Work to complete: Could you set down exactly the lines of the data below, starting at the one that holds "Target: dog's back" and ending at the one that holds "Target: dog's muzzle", both included, and only those?

★ ★ ★ ★

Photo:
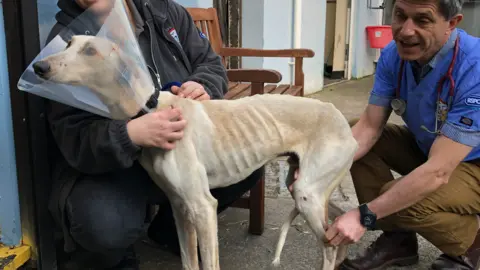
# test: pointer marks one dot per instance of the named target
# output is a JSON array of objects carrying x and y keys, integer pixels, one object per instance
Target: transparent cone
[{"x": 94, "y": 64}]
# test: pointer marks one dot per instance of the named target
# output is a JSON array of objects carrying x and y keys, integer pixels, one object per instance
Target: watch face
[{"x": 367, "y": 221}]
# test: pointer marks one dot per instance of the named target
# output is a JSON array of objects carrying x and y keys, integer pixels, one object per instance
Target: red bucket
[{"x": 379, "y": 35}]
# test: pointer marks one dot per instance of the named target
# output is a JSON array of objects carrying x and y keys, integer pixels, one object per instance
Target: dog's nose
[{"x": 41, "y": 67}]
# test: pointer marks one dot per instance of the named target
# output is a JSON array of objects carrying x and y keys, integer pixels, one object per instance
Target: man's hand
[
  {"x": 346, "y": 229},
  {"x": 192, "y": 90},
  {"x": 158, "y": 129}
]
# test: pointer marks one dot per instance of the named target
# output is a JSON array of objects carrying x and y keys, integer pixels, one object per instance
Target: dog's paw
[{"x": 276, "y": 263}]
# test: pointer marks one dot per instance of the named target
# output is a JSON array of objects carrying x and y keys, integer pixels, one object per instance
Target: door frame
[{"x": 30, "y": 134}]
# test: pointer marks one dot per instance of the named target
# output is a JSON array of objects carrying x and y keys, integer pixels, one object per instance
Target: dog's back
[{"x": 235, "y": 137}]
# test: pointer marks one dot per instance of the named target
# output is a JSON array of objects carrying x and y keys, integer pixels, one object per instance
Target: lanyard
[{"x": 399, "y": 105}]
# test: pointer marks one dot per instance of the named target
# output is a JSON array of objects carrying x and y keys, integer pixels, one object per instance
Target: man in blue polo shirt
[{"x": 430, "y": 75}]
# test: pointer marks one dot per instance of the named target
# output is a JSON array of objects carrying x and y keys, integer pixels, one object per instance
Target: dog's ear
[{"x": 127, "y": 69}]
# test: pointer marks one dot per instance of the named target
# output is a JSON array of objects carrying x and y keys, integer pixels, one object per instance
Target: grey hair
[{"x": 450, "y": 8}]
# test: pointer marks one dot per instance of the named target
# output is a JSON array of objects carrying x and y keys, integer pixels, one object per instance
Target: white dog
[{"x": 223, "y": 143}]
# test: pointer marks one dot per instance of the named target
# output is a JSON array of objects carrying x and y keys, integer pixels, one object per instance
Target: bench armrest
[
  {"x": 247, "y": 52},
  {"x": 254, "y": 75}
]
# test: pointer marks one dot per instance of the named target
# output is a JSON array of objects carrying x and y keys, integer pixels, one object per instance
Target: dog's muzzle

★ ★ ★ ★

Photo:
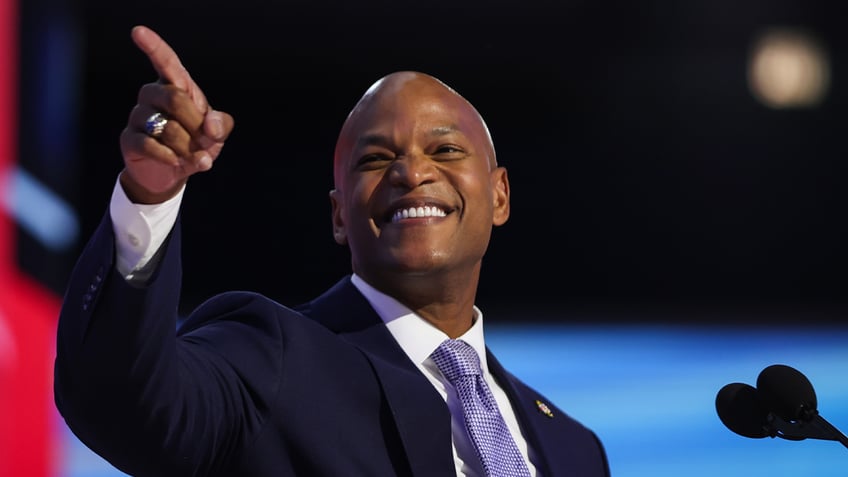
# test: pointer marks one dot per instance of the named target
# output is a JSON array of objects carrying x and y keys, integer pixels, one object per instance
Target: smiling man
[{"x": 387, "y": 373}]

★ ★ ★ ★

Solution to this problem:
Target: dog's back
[{"x": 235, "y": 137}]
# test: pointer marks one dot per instance of the named target
# output is a JSON array of objects carrying x and y keys, integer pixels, one object per instance
Target: lanyard
[{"x": 399, "y": 105}]
# test: pointer marks one dot per instance of the named target
# output is a JSON array of objects carrying x and y keys, integer pixels, one object per instance
Target: man in blue polo shirt
[{"x": 430, "y": 75}]
# test: pointer marks one dot per instance of the named target
# output is a JSON array of objects carrying x and y keys, integer pixels, one object per instance
Target: dog's ear
[{"x": 127, "y": 69}]
# test: pointer marks one dot per instance of the named target
# output is a JSON array of objects carrying x and y keys, integer pixels, one object per instance
Target: grey hair
[{"x": 450, "y": 8}]
# test: pointer marks one dot per instance of the named target
# output is a JSON array of objects carrying x and y keys, integer pixels, one object per instance
Target: white dog
[{"x": 223, "y": 143}]
# test: pointer marks one dot per instance of the named target
# output is a JSON array of objects carrying x and y keys, integer pixels, one object per instance
Target: bench armrest
[
  {"x": 247, "y": 52},
  {"x": 254, "y": 75}
]
# test: pointer marks one dot per instance of the named target
# output is a JSON array of objects carrying x and y keys, integer pixels, one object per instance
Target: dog's muzzle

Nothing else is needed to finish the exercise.